_Entries supplied_
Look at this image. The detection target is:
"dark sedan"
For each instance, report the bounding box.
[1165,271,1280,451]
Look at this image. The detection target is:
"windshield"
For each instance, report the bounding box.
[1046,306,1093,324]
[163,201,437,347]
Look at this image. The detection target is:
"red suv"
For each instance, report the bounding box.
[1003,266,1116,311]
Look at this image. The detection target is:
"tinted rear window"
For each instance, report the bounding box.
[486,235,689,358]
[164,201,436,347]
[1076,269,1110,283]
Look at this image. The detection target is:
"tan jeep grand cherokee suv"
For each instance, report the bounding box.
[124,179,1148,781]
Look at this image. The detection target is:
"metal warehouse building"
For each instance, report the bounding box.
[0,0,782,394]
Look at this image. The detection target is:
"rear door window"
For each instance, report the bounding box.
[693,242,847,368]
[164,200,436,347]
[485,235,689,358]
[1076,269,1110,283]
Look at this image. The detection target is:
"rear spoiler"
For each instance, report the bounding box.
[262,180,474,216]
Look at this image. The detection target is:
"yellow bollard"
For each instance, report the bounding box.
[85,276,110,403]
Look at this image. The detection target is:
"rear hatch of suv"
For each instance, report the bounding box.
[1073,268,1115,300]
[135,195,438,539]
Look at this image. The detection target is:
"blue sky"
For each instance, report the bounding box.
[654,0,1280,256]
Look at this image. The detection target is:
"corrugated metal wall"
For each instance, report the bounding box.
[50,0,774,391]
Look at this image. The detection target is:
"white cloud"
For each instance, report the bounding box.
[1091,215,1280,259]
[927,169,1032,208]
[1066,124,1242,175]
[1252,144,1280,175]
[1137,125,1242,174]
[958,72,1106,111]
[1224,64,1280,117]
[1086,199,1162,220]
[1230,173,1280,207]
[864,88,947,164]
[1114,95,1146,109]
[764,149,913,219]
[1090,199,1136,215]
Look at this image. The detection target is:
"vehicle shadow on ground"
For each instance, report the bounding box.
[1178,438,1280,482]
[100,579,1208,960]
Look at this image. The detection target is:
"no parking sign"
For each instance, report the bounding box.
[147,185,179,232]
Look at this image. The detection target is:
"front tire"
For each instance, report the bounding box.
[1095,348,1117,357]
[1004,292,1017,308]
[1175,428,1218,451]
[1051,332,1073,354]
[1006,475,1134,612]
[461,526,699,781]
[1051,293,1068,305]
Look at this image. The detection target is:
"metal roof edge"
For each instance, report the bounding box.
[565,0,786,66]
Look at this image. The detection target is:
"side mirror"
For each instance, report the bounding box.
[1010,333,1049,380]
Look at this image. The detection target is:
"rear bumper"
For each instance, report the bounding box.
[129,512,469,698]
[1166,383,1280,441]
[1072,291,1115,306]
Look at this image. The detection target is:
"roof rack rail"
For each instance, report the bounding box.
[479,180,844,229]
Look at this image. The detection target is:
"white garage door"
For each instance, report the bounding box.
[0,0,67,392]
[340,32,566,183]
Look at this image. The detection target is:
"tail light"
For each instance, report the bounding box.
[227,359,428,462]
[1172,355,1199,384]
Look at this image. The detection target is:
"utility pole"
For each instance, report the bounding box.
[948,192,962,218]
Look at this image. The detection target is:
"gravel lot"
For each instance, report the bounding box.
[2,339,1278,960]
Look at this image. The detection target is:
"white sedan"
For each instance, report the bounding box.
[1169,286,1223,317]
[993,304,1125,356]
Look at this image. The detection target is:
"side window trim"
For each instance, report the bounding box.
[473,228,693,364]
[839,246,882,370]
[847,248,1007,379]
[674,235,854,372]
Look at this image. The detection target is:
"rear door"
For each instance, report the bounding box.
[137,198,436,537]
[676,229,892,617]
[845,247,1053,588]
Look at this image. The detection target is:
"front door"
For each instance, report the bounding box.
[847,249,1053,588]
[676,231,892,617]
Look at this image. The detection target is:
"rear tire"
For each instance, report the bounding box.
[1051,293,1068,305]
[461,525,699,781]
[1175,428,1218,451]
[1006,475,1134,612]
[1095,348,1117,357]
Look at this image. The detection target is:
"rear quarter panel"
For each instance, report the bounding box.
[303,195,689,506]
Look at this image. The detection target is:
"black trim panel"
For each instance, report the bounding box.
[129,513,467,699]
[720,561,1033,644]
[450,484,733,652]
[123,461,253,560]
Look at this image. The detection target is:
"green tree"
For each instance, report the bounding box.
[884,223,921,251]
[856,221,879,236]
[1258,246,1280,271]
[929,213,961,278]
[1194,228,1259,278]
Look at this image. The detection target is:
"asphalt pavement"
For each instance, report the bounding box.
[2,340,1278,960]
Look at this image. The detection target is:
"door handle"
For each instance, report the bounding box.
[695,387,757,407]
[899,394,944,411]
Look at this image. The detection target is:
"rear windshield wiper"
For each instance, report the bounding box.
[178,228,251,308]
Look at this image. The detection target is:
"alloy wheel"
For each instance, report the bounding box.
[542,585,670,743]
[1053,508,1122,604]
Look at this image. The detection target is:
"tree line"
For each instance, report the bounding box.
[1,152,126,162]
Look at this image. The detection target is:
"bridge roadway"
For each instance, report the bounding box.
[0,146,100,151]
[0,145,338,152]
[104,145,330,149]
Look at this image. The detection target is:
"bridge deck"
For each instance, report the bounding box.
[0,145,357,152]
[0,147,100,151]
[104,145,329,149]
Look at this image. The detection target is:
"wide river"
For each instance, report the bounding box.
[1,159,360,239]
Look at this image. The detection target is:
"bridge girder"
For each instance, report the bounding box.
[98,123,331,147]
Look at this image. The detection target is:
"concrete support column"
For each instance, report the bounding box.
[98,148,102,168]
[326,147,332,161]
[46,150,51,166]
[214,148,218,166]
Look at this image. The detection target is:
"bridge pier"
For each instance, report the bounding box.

_Instructions to follow_
Start to finish, transcribe the listing above exactly.

_Result of this exercise_
Look at this image. The detection target is:
"dark sedan"
For each instance, report the bounding box.
[1165,271,1280,451]
Look at this image. The detection target is:
"windshield"
For each instance, report the bounding box.
[1046,306,1093,324]
[163,201,437,347]
Look at this image. The detection target is:
"red suv"
For each instance, report the bounding box.
[1003,266,1116,311]
Look at this image. The detection target is:
"tinted rear window"
For each instance, report the bounding box.
[486,235,689,358]
[164,201,436,347]
[1076,269,1110,283]
Look at this image. The detection target is:
"tan jeep grand cherokee suv"
For each instance, report the bounding box.
[124,179,1148,781]
Look at this image. The detection target is:
"metal warehouse building"
For each instance, report the bounding box.
[0,0,782,394]
Look at this image. The detection target is:
"rear door window"
For each instance, report the bounding box.
[693,242,847,368]
[164,200,436,347]
[485,235,689,358]
[1076,269,1110,283]
Look at this image. The detection target is:
"rear spoiler"
For each instance, report the bounding box.
[262,180,474,216]
Look at this image. The detection target is:
"yellow bollard"
For each instance, report the bounding box.
[85,276,110,403]
Look at this image. The detection target is:
"rear hatch of suv"
For each instance, report the bounding box.
[1073,268,1115,300]
[135,195,438,539]
Look at this image. The detection target is:
"blue sky"
For each instance, report the bounding box.
[654,0,1280,256]
Look at this image. The detection target is:
"corrugated metal wall"
For each instance, report the bounding box.
[50,0,774,391]
Look at this image. The detection target is:
"white cloud"
For each instance, report the bounding box.
[1091,215,1280,259]
[927,169,1032,208]
[1066,124,1242,175]
[1252,144,1280,175]
[1137,125,1242,174]
[958,72,1106,111]
[1224,64,1280,117]
[1086,199,1162,220]
[1230,173,1280,207]
[864,88,947,164]
[1114,95,1146,109]
[764,149,913,219]
[1090,199,1136,215]
Look at this image. The detection target is:
"vehicle shadow on ground"
For each instance, report the bounding box.
[1178,438,1280,482]
[100,579,1208,960]
Look at this image. The detection target is:
"no parking sign"
For each instance, report the bounding box.
[147,185,179,232]
Look at this image. The detection target is:
"front tire"
For each instance, report the bounding box.
[1095,348,1117,357]
[1004,292,1017,308]
[1175,428,1218,451]
[1051,332,1073,354]
[1006,475,1134,612]
[461,526,699,781]
[1051,293,1068,305]
Look at this image. The detection target is:
"metal roof edge"
For each instance, report the bounding box.
[565,0,786,66]
Look at this image. The detection target is:
"side mirror"
For each instance, report the bounding box.
[1010,333,1049,380]
Look at this image. The detection target is:
"rear bumper"
For each instance, report the bounding box.
[129,512,469,698]
[1166,383,1280,441]
[1072,291,1115,306]
Look at this image. The detection target is:
"roof rack rail"
For each instance, report the bounding box.
[479,180,844,229]
Look at this image. The detection target is:
"white garage door"
For each instance, report the bounding box.
[0,0,67,392]
[340,32,566,183]
Look at this image. The detection target is:
"tail light"
For each instance, report the bounding box.
[227,359,428,462]
[1172,355,1199,384]
Look at this image. The detection target is:
"utility pole"
For each instance, report the bounding box.
[948,192,962,218]
Look at this image. The detection target is:
"gravel lot"
For each instance, report the bounding box.
[2,339,1278,960]
Look at this image. The detection target is:
"white sedan"
For each instance, report the bounding box.
[1169,286,1223,317]
[993,304,1125,356]
Look at this image. The detection target is:
"side window trim"
For each instance, report the bounding box.
[473,228,693,364]
[839,246,882,370]
[847,248,1007,379]
[674,235,854,372]
Look at this image. The detection target is:
"rear door"
For each instance, report the bounding box.
[137,198,436,537]
[676,229,892,617]
[845,247,1053,588]
Look at this image. The detection target is:
"front door"
For each instance, report the bounding box.
[847,249,1053,588]
[676,231,892,617]
Look at this image. The detection target is:
"rear tire"
For each instance, report the bounding box.
[1051,293,1068,305]
[461,525,699,781]
[1175,428,1218,451]
[1006,475,1134,612]
[1095,348,1117,357]
Look at this image. The detection target is:
"rear quarter panel"
For each instance, report the bounding box.
[303,195,689,506]
Look at this image. The detection target is:
"black trim panel"
For each instance, report the bounding box.
[129,513,467,699]
[720,561,1033,644]
[450,484,733,652]
[123,461,253,560]
Look at this image. The detection target is:
"green tree"
For each instance, report the bounding box.
[884,223,921,251]
[856,221,879,236]
[1258,246,1280,271]
[929,213,961,278]
[1194,228,1259,278]
Look at this image. The detection target is:
"asphalt pavement"
For each instance, report the bounding box.
[2,340,1278,960]
Look at this image. The detection target is:
"door handle"
For each instance, report the bounding box.
[695,387,757,407]
[899,394,944,411]
Look at this image. The detection target is:
"rear windshield wiper"
For each instance, report the bounding box.
[178,228,251,308]
Look at this image. The detection target is:
"alloy wheel"
For each instance, report the bounding box.
[542,585,670,743]
[1053,508,1122,604]
Look at this image. The detection target is:
"tree line"
For each instance, report the bounding box.
[1,152,126,162]
Look at this image. The detection target is:
"bridge roadway"
For each instance, report the bounding box.
[0,146,100,151]
[0,145,338,152]
[104,145,330,149]
Look at this image. The detection target is:
"bridge deck"
For each instance, report the bounding box.
[0,145,357,152]
[0,147,100,151]
[104,145,329,149]
Look at this image. The detection target is:
"wide river"
For each instance, report the bounding box.
[1,159,360,239]
Look at this image. The detection target is:
"bridge girder"
For each instance, report the bounding box.
[98,123,331,147]
Look at this image. The detection target is:
"concrete support column"
For each instance, report the bounding box.
[98,148,102,168]
[326,147,332,161]
[46,150,51,166]
[214,148,218,166]
Look at this image. The detection target is:
"bridge pier"
For each instance, report the bounding box.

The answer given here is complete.